> _BRIEF_
Nothing but the lines from the one containing "[locate] the cobblestone pavement" to the end of the data should be returned, each exactly as written.

> _MATERIAL SHOWN_
********************

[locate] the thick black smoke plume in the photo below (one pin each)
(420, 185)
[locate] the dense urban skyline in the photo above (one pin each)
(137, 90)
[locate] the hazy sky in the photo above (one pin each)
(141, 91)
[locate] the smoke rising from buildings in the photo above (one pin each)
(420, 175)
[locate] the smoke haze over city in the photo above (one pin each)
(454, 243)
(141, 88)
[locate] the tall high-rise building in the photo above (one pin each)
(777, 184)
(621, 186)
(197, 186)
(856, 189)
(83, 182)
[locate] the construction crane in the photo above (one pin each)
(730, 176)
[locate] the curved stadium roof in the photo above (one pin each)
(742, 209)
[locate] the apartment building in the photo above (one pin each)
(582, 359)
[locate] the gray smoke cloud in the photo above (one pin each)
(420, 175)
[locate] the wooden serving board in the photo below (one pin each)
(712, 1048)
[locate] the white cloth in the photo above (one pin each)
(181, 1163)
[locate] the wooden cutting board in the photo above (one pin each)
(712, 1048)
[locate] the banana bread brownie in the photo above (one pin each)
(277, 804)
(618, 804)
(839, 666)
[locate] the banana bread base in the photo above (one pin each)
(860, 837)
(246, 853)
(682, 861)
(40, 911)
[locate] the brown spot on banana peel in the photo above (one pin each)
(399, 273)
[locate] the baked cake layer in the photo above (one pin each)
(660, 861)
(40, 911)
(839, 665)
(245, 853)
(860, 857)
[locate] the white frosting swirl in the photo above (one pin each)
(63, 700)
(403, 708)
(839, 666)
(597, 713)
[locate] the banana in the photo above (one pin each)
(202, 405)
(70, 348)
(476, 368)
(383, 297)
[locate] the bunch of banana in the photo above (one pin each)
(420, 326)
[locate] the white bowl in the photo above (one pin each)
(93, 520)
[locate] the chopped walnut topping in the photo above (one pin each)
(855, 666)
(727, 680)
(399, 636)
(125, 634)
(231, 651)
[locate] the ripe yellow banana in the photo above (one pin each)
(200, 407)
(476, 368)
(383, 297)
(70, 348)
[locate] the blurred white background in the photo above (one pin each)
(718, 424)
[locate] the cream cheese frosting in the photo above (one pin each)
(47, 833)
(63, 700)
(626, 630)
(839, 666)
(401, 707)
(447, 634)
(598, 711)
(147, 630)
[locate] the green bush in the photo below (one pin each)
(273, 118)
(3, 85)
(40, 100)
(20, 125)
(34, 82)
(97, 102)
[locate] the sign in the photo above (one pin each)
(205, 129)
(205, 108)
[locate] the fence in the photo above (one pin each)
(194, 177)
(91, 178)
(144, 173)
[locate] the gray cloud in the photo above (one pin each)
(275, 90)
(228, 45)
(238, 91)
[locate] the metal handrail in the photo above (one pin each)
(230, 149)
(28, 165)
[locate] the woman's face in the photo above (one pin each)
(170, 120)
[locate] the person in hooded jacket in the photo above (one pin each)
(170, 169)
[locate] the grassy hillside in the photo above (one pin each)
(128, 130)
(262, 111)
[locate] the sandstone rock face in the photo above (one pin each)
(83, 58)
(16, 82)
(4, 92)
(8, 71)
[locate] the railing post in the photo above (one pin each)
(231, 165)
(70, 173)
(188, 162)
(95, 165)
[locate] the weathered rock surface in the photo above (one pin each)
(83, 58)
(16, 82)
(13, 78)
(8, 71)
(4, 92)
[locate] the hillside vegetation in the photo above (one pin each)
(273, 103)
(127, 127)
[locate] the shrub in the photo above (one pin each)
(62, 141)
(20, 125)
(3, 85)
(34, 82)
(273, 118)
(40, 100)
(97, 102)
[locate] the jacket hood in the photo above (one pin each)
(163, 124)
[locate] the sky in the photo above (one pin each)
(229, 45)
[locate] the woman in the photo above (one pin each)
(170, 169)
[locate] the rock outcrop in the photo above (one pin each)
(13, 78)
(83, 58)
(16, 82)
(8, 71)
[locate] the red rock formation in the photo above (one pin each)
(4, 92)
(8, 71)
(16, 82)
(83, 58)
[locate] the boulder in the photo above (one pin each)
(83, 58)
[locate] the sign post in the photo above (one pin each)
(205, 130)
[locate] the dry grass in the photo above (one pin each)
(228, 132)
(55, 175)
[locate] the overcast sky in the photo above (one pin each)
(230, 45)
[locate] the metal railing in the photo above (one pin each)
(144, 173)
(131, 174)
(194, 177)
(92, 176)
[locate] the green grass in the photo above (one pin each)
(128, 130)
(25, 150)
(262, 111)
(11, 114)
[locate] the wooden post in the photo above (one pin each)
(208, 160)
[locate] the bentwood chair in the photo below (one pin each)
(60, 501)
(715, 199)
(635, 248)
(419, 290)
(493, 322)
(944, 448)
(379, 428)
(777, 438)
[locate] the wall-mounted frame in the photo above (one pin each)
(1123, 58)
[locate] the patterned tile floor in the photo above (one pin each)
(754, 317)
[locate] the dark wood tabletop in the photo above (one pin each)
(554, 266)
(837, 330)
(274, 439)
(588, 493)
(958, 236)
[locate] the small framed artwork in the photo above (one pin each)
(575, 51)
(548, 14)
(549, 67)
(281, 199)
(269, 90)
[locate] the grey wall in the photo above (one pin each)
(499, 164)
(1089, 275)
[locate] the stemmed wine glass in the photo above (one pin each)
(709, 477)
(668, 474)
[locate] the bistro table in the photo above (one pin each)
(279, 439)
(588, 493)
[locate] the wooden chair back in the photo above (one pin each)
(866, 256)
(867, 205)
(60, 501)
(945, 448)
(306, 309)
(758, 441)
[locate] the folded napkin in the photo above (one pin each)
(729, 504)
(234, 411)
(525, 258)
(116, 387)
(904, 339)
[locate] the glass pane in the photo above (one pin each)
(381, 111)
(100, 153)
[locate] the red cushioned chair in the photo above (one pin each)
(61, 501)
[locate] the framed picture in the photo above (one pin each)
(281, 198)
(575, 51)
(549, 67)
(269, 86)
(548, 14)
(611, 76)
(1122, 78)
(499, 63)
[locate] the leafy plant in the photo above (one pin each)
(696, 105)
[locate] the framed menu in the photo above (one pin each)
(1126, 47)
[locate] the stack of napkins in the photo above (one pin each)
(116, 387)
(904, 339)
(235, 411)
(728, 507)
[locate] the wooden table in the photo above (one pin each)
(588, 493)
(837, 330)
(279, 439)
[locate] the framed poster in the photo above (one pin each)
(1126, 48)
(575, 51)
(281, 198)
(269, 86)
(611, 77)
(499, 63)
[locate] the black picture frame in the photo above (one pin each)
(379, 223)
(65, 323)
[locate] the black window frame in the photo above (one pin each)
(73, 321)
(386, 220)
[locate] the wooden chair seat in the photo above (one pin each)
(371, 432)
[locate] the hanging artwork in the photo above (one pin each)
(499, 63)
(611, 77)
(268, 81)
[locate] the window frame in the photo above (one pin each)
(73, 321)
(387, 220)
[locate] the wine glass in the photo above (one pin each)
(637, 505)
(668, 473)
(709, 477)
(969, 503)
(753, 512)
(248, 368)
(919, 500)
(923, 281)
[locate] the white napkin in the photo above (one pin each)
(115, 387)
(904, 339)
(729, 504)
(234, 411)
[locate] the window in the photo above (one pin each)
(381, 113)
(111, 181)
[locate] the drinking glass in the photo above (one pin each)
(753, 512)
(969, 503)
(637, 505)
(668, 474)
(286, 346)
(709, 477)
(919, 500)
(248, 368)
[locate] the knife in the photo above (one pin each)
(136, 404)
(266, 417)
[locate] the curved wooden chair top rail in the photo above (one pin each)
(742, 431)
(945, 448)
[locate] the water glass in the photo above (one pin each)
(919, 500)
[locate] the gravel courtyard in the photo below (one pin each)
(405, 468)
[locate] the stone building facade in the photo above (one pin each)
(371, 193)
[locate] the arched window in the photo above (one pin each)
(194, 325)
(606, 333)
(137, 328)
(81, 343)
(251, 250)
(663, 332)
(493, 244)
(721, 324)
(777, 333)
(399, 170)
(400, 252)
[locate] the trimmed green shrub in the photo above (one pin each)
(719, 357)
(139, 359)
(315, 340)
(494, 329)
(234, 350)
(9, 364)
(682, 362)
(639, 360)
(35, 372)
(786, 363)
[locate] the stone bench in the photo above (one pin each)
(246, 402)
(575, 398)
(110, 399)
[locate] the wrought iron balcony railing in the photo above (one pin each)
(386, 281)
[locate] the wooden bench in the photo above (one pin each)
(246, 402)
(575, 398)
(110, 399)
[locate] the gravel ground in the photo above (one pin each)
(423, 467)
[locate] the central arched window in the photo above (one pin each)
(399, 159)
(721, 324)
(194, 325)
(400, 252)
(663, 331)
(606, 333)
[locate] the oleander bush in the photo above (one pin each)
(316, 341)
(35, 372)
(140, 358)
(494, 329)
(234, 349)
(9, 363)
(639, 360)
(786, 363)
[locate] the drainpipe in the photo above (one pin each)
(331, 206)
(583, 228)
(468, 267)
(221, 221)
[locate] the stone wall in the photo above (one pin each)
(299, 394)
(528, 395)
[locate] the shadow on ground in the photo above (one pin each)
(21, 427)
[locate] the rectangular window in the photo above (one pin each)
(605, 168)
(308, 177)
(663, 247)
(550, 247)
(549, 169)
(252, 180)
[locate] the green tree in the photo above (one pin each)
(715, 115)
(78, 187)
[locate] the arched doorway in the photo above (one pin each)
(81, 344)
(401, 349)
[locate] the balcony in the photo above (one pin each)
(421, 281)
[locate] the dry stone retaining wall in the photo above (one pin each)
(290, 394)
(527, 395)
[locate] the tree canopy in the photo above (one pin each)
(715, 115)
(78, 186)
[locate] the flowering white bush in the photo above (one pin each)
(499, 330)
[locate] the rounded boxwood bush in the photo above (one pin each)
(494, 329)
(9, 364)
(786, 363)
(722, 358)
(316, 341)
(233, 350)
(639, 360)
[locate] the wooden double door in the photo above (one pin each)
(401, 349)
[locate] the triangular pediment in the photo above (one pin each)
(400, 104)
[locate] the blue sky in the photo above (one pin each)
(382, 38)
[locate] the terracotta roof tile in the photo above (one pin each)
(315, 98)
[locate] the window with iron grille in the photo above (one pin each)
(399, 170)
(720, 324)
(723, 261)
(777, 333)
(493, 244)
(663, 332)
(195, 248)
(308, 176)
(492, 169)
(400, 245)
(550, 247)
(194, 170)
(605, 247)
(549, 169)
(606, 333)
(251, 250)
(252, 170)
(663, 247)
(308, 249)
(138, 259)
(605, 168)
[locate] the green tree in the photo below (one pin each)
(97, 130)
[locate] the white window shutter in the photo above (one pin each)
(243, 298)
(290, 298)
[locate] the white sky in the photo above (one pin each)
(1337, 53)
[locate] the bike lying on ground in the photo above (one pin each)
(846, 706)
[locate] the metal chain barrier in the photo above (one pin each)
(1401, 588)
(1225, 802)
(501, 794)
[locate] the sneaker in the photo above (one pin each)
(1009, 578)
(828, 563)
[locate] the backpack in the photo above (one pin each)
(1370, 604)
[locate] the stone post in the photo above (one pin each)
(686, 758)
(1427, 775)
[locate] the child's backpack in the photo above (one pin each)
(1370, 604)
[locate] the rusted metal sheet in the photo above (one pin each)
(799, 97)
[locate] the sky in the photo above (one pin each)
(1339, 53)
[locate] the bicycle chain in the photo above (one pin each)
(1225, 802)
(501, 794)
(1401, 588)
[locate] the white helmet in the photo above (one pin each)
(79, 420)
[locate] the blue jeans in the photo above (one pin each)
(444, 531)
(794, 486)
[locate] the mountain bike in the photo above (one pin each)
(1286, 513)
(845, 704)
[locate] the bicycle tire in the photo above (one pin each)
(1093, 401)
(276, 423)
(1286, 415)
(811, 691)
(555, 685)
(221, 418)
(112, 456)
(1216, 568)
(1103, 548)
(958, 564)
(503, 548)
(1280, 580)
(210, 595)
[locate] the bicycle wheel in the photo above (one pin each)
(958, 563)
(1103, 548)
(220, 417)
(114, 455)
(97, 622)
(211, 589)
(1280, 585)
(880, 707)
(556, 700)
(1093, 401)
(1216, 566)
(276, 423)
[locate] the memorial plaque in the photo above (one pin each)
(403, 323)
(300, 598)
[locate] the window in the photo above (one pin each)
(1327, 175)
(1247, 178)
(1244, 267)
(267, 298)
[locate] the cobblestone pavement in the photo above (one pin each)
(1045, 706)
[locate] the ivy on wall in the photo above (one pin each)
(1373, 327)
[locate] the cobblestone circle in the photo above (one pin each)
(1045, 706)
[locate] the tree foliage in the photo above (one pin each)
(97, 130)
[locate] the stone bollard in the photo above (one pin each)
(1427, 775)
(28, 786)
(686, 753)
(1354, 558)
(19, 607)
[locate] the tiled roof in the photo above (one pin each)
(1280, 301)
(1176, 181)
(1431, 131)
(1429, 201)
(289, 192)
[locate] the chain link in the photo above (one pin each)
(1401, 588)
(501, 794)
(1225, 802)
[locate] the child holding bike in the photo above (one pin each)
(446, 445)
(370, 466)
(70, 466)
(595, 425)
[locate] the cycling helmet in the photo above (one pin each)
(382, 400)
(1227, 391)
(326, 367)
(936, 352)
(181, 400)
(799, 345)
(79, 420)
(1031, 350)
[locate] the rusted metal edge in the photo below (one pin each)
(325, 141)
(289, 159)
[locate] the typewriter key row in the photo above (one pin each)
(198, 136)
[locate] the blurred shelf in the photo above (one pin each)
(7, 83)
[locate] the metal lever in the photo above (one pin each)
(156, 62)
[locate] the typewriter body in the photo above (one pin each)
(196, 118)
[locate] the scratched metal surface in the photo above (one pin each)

********************

> _ANSWER FOR THIS EXERCISE_
[locate] the cobblestone pavement in the photo above (one pin each)
(1045, 706)
[locate] the ivy on wall in the photo above (one pin each)
(1373, 327)
[locate] the cobblestone circle in the photo above (one pin each)
(1045, 706)
[locate] the tree foliage in the photo above (one pin each)
(97, 130)
[locate] the stone bollard in the photo above (one pin each)
(1427, 775)
(28, 786)
(686, 753)
(1354, 558)
(19, 607)
[locate] the tiled roof in the photo above (one pin each)
(1280, 301)
(1176, 181)
(1431, 131)
(1429, 201)
(289, 192)
[locate] the chain link in the photo above (one pin each)
(1401, 588)
(501, 794)
(1225, 802)
[locate] the child holding bike in the photo above (one pin each)
(446, 445)
(370, 466)
(70, 466)
(595, 425)
[locate] the cycling helmet in the photo above (one pin each)
(382, 400)
(1227, 391)
(326, 367)
(936, 352)
(181, 400)
(799, 345)
(79, 420)
(1031, 350)
[locate] the rusted metal edge in the photo below (one pin each)
(325, 141)
(289, 159)
[locate] the typewriter key row in the photo above (one pin each)
(198, 136)
[locate] the blurred shelf in the photo above (one pin each)
(7, 83)
[locate] the metal lever in the photo above (one pin each)
(156, 62)
[locate] the typewriter body in the photo above (one pin each)
(196, 118)
[locate] the scratched metal surface in the photo above (one pin each)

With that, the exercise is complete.